# WORK INSTRUCTIONS
Look over the lines below. Report each one that includes the string "seat".

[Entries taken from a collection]
/---

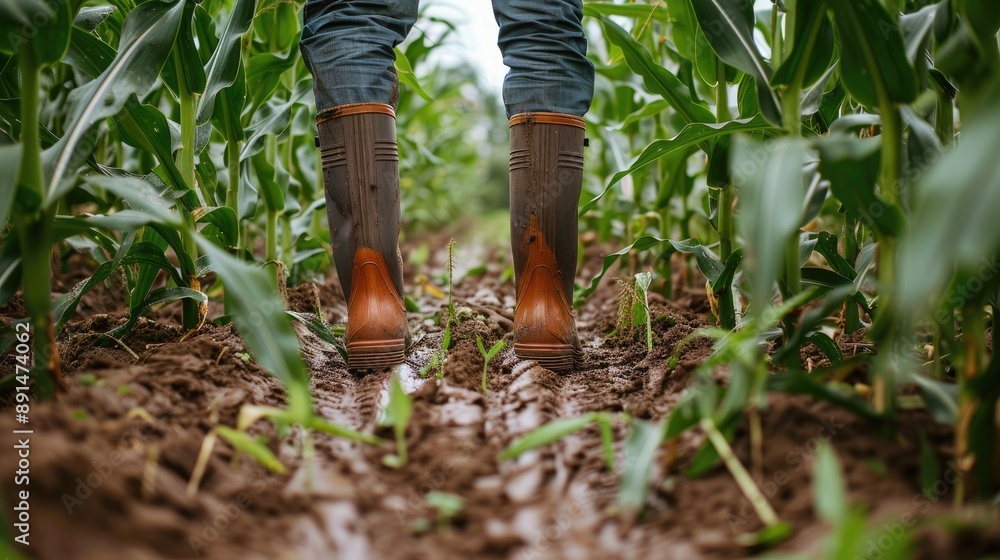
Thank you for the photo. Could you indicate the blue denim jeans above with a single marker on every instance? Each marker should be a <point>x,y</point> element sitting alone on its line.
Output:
<point>348,46</point>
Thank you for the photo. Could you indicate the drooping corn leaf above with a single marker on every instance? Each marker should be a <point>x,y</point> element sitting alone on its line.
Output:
<point>812,47</point>
<point>728,26</point>
<point>874,65</point>
<point>769,177</point>
<point>146,40</point>
<point>258,311</point>
<point>692,135</point>
<point>546,434</point>
<point>243,442</point>
<point>224,65</point>
<point>852,167</point>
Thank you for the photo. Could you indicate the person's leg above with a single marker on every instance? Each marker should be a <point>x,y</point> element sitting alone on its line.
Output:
<point>543,43</point>
<point>548,90</point>
<point>348,46</point>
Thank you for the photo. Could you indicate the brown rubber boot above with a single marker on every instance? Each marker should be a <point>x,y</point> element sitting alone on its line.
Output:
<point>361,179</point>
<point>546,175</point>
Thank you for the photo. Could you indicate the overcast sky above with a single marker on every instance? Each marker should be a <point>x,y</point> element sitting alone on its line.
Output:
<point>476,41</point>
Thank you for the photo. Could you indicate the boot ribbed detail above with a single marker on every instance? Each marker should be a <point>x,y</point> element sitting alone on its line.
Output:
<point>546,175</point>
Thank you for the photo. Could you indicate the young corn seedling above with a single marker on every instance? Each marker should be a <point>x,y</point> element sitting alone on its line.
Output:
<point>488,355</point>
<point>633,309</point>
<point>436,363</point>
<point>561,428</point>
<point>397,414</point>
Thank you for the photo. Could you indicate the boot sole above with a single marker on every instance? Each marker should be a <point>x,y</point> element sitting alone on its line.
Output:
<point>556,357</point>
<point>375,354</point>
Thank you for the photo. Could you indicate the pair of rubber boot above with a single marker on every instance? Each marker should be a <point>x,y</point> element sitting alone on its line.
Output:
<point>361,176</point>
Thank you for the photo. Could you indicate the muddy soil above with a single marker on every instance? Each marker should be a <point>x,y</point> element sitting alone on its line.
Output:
<point>111,462</point>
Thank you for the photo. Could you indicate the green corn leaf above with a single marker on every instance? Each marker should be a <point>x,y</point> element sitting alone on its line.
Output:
<point>145,45</point>
<point>242,441</point>
<point>916,29</point>
<point>222,217</point>
<point>406,75</point>
<point>725,289</point>
<point>141,126</point>
<point>10,160</point>
<point>546,434</point>
<point>258,311</point>
<point>186,52</point>
<point>156,297</point>
<point>146,128</point>
<point>638,11</point>
<point>812,47</point>
<point>89,18</point>
<point>728,26</point>
<point>658,79</point>
<point>264,72</point>
<point>323,426</point>
<point>318,327</point>
<point>683,26</point>
<point>852,167</point>
<point>640,451</point>
<point>874,65</point>
<point>692,135</point>
<point>10,269</point>
<point>142,253</point>
<point>954,223</point>
<point>141,196</point>
<point>769,177</point>
<point>224,65</point>
<point>829,492</point>
<point>270,119</point>
<point>397,414</point>
<point>48,41</point>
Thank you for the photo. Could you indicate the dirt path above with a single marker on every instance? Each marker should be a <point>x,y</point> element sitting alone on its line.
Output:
<point>130,431</point>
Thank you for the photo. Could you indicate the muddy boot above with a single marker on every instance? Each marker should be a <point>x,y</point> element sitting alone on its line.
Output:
<point>546,174</point>
<point>361,179</point>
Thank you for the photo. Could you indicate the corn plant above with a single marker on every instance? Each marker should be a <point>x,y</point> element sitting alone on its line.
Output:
<point>560,428</point>
<point>828,116</point>
<point>396,414</point>
<point>488,355</point>
<point>633,309</point>
<point>436,363</point>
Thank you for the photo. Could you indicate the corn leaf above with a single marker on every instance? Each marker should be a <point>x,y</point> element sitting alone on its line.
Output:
<point>954,224</point>
<point>640,451</point>
<point>258,311</point>
<point>829,492</point>
<point>728,26</point>
<point>812,46</point>
<point>156,297</point>
<point>546,434</point>
<point>242,441</point>
<point>145,45</point>
<point>769,177</point>
<point>224,65</point>
<point>406,75</point>
<point>692,135</point>
<point>852,167</point>
<point>874,65</point>
<point>10,160</point>
<point>658,79</point>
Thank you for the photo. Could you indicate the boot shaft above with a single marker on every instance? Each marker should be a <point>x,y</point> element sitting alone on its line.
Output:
<point>361,182</point>
<point>546,176</point>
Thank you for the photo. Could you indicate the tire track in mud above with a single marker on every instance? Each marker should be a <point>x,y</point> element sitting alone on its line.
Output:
<point>550,503</point>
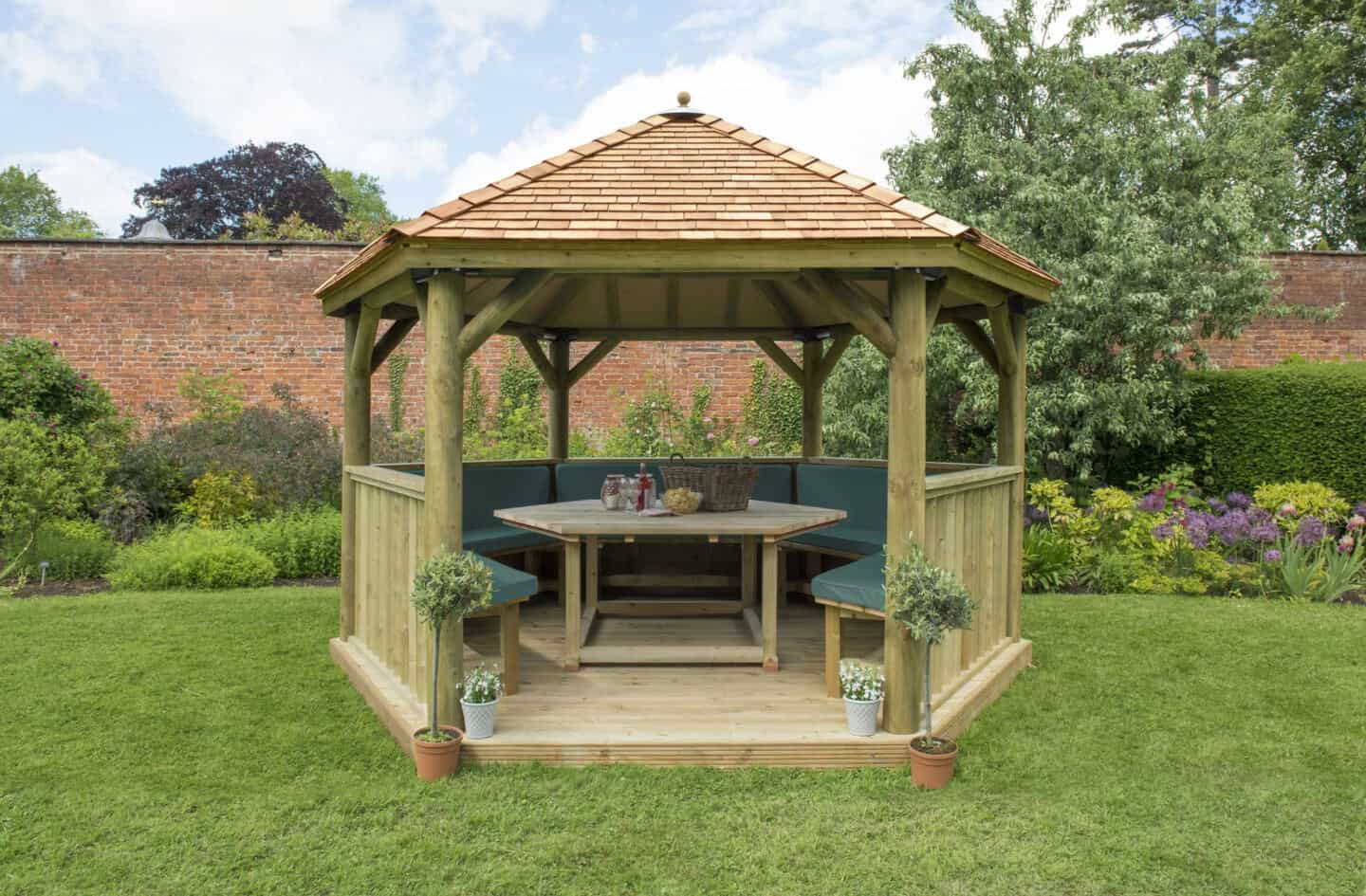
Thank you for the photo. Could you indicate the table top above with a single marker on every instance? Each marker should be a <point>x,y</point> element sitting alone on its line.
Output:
<point>589,518</point>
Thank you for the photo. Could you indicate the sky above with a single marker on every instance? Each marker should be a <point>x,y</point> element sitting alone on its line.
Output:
<point>438,97</point>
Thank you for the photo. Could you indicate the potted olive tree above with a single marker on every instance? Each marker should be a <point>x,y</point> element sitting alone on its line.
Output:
<point>931,603</point>
<point>450,586</point>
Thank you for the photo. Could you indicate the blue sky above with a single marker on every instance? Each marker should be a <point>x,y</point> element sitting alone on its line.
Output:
<point>437,99</point>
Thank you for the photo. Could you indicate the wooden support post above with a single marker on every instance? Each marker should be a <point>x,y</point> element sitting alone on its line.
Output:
<point>561,399</point>
<point>812,383</point>
<point>1009,449</point>
<point>903,659</point>
<point>832,650</point>
<point>509,630</point>
<point>769,608</point>
<point>444,474</point>
<point>573,594</point>
<point>356,451</point>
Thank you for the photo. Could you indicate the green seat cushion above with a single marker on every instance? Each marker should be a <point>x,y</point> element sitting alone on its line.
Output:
<point>859,583</point>
<point>860,492</point>
<point>509,585</point>
<point>581,480</point>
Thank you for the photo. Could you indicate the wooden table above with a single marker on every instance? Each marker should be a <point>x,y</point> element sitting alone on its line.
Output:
<point>583,523</point>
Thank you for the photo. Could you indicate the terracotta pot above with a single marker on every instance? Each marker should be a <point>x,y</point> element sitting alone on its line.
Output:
<point>932,771</point>
<point>437,759</point>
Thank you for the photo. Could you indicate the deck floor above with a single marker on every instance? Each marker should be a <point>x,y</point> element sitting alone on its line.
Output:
<point>697,715</point>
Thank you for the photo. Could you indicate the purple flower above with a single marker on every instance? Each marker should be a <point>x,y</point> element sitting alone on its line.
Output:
<point>1310,532</point>
<point>1154,502</point>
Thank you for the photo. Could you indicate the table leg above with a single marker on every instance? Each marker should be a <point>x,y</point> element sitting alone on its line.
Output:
<point>573,589</point>
<point>770,600</point>
<point>748,570</point>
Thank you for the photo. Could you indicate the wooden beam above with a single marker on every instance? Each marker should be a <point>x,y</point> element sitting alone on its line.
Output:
<point>500,310</point>
<point>860,313</point>
<point>834,353</point>
<point>903,659</point>
<point>592,359</point>
<point>782,304</point>
<point>559,403</point>
<point>1009,451</point>
<point>444,473</point>
<point>978,338</point>
<point>1003,340</point>
<point>539,359</point>
<point>393,338</point>
<point>780,358</point>
<point>812,409</point>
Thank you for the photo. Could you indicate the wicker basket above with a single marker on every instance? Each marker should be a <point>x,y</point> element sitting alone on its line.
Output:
<point>724,486</point>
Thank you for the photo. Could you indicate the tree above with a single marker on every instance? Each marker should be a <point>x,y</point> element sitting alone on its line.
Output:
<point>212,198</point>
<point>1151,201</point>
<point>31,208</point>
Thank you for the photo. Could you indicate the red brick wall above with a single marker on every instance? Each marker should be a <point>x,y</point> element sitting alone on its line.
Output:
<point>1313,279</point>
<point>139,316</point>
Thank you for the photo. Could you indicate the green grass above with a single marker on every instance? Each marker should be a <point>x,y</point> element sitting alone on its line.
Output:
<point>204,743</point>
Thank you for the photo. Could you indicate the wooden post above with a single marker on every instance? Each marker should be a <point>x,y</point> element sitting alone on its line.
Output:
<point>444,476</point>
<point>812,383</point>
<point>356,451</point>
<point>903,659</point>
<point>561,399</point>
<point>1009,449</point>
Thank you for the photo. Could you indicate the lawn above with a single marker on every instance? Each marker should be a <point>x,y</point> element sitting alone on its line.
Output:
<point>204,743</point>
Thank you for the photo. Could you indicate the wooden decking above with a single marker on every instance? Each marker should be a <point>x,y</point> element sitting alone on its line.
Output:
<point>720,716</point>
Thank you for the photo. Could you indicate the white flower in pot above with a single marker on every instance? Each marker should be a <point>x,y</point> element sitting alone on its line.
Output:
<point>480,700</point>
<point>860,683</point>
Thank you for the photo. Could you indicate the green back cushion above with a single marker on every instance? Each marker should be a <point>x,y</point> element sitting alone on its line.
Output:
<point>488,489</point>
<point>860,492</point>
<point>581,480</point>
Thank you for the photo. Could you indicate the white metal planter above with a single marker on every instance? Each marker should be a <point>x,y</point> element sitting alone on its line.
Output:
<point>860,715</point>
<point>478,719</point>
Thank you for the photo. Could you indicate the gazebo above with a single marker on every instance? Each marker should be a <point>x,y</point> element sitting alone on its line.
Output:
<point>685,227</point>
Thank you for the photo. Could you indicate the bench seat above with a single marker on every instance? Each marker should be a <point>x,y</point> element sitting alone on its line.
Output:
<point>856,589</point>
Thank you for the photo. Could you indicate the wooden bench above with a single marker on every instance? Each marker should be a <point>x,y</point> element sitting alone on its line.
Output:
<point>854,591</point>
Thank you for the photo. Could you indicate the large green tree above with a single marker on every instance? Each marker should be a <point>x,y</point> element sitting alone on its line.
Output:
<point>31,208</point>
<point>1123,174</point>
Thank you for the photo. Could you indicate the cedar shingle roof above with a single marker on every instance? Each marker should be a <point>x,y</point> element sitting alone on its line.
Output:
<point>685,177</point>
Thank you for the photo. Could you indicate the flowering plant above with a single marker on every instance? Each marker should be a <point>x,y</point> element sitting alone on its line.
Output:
<point>860,681</point>
<point>481,685</point>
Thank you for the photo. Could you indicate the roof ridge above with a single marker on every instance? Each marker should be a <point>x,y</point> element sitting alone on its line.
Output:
<point>530,174</point>
<point>847,179</point>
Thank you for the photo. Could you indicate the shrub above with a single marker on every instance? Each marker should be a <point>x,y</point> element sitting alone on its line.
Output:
<point>71,548</point>
<point>1049,560</point>
<point>190,558</point>
<point>44,474</point>
<point>1304,499</point>
<point>220,499</point>
<point>36,380</point>
<point>1291,422</point>
<point>301,544</point>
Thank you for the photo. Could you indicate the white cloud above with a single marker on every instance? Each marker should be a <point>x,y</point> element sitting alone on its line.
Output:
<point>846,117</point>
<point>351,81</point>
<point>86,182</point>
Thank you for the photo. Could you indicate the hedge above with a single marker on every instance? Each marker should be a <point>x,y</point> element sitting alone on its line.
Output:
<point>1295,421</point>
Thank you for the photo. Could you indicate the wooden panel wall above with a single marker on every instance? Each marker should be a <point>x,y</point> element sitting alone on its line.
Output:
<point>388,554</point>
<point>968,532</point>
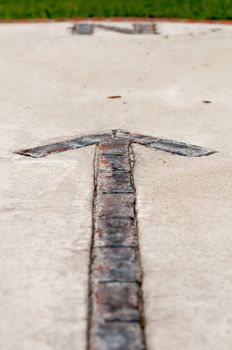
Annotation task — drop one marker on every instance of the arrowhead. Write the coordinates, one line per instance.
(171, 146)
(180, 148)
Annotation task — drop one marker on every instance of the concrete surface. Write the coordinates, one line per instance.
(55, 85)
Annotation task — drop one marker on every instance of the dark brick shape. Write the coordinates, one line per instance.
(114, 205)
(117, 336)
(115, 264)
(117, 182)
(116, 231)
(116, 302)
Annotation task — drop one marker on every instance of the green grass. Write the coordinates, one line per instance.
(199, 9)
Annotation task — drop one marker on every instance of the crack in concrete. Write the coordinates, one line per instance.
(115, 301)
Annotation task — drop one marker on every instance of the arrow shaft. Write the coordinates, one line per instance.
(115, 298)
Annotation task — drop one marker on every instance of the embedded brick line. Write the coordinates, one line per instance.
(116, 319)
(115, 313)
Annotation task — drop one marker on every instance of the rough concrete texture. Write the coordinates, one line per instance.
(55, 85)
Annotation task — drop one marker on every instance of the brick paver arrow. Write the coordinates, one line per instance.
(116, 319)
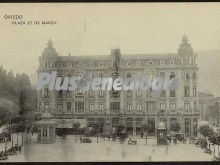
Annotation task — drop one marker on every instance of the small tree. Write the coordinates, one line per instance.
(175, 126)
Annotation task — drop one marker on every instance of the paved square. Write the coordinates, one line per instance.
(68, 150)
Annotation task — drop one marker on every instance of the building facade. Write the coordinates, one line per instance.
(131, 108)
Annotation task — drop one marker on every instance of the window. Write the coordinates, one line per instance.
(46, 92)
(138, 93)
(91, 93)
(101, 93)
(162, 106)
(59, 105)
(101, 64)
(101, 106)
(172, 62)
(139, 107)
(129, 93)
(46, 105)
(101, 75)
(163, 93)
(187, 76)
(68, 106)
(79, 106)
(115, 106)
(172, 93)
(40, 106)
(194, 75)
(69, 75)
(172, 75)
(187, 105)
(128, 75)
(161, 62)
(78, 93)
(40, 93)
(162, 74)
(194, 104)
(69, 94)
(150, 63)
(91, 106)
(60, 93)
(172, 106)
(91, 64)
(128, 107)
(186, 91)
(194, 92)
(151, 105)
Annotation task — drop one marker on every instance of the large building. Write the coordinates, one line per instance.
(131, 108)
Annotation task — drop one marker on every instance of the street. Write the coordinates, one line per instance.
(68, 150)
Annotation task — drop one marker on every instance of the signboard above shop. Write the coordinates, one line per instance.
(68, 123)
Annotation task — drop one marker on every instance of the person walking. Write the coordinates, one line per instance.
(142, 135)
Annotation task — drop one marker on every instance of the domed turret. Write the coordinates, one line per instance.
(185, 48)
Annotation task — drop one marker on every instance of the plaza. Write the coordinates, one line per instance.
(70, 150)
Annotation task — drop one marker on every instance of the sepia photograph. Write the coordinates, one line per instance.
(109, 82)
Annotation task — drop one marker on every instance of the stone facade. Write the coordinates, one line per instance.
(134, 109)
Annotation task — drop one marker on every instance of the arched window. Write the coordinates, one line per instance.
(150, 63)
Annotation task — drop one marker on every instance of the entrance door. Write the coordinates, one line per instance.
(129, 123)
(151, 126)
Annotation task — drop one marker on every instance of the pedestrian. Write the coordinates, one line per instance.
(81, 139)
(166, 149)
(142, 135)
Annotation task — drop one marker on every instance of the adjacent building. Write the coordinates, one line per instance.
(131, 108)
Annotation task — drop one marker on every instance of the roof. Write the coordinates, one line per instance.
(123, 56)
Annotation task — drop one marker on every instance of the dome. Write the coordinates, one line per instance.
(161, 125)
(49, 51)
(185, 47)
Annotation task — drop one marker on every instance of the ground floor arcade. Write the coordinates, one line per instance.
(134, 123)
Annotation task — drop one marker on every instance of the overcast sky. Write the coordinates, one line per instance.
(84, 29)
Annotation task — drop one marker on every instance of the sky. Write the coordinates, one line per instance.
(93, 29)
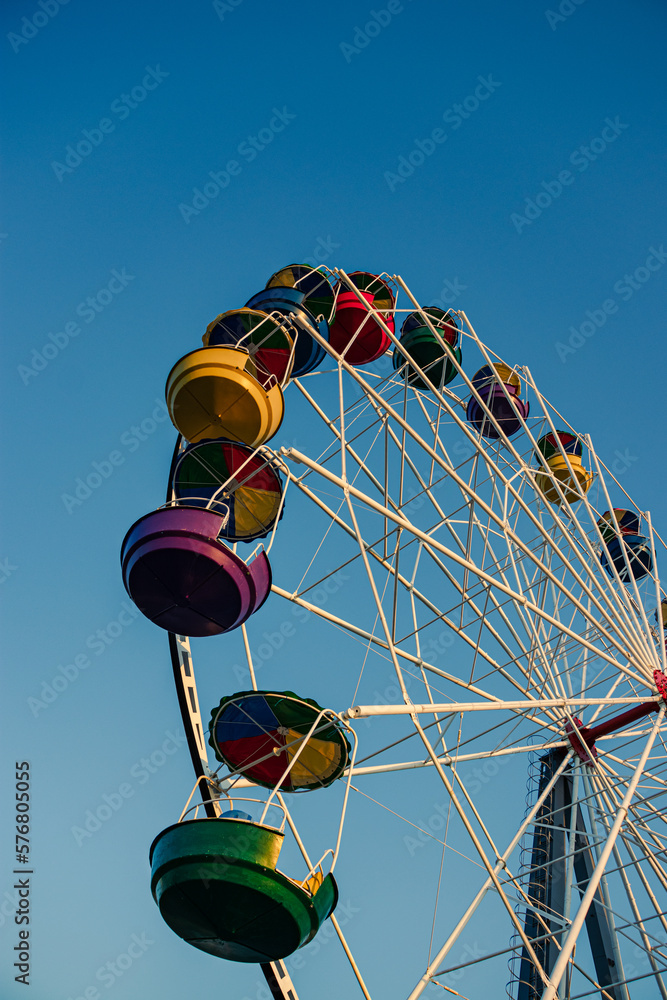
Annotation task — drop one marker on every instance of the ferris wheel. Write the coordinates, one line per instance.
(488, 594)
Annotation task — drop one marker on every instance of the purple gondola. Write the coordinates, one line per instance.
(506, 414)
(184, 579)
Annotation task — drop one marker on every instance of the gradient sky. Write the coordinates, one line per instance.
(502, 158)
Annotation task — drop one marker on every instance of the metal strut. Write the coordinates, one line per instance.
(544, 924)
(275, 973)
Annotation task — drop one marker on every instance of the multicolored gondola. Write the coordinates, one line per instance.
(425, 349)
(318, 293)
(230, 478)
(265, 339)
(623, 547)
(290, 303)
(355, 332)
(258, 734)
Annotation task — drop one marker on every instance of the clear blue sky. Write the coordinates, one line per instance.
(513, 158)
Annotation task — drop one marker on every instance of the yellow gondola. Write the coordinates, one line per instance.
(214, 392)
(559, 474)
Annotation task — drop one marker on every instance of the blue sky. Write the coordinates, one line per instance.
(504, 160)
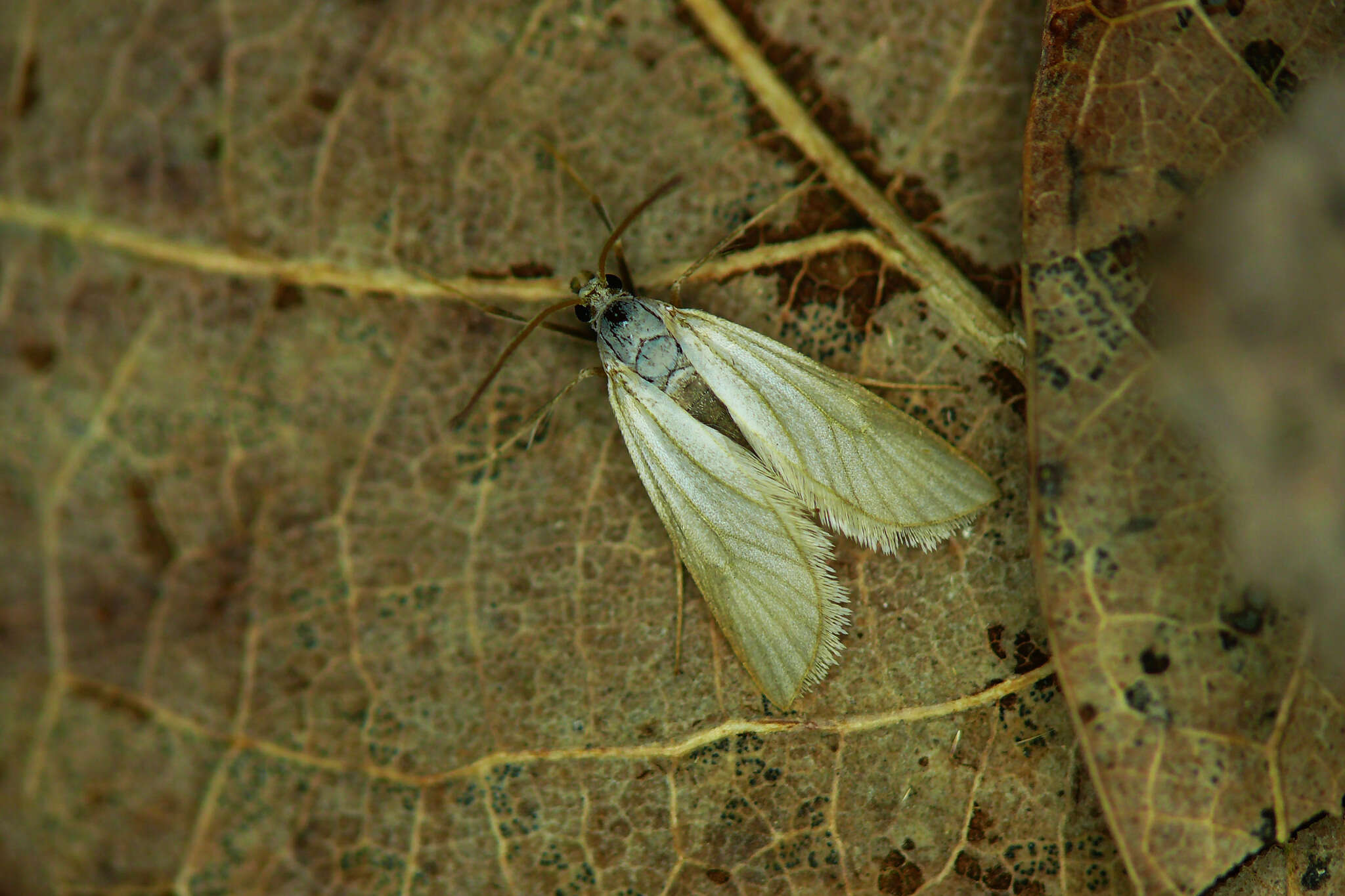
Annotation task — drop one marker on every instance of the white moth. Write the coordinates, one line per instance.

\---

# SOLUTION FOR THIS TASK
Thank you for the photo. Could you indicate the green seat cushion above with a single marker on every instance? Each marker should be a <point>x,y</point> element sitting alone on its line.
Thank you for the photo. Could you indicate the bench seat above with a single marker on every instance? Each marker should be a <point>x,y</point> element sitting alone on its line.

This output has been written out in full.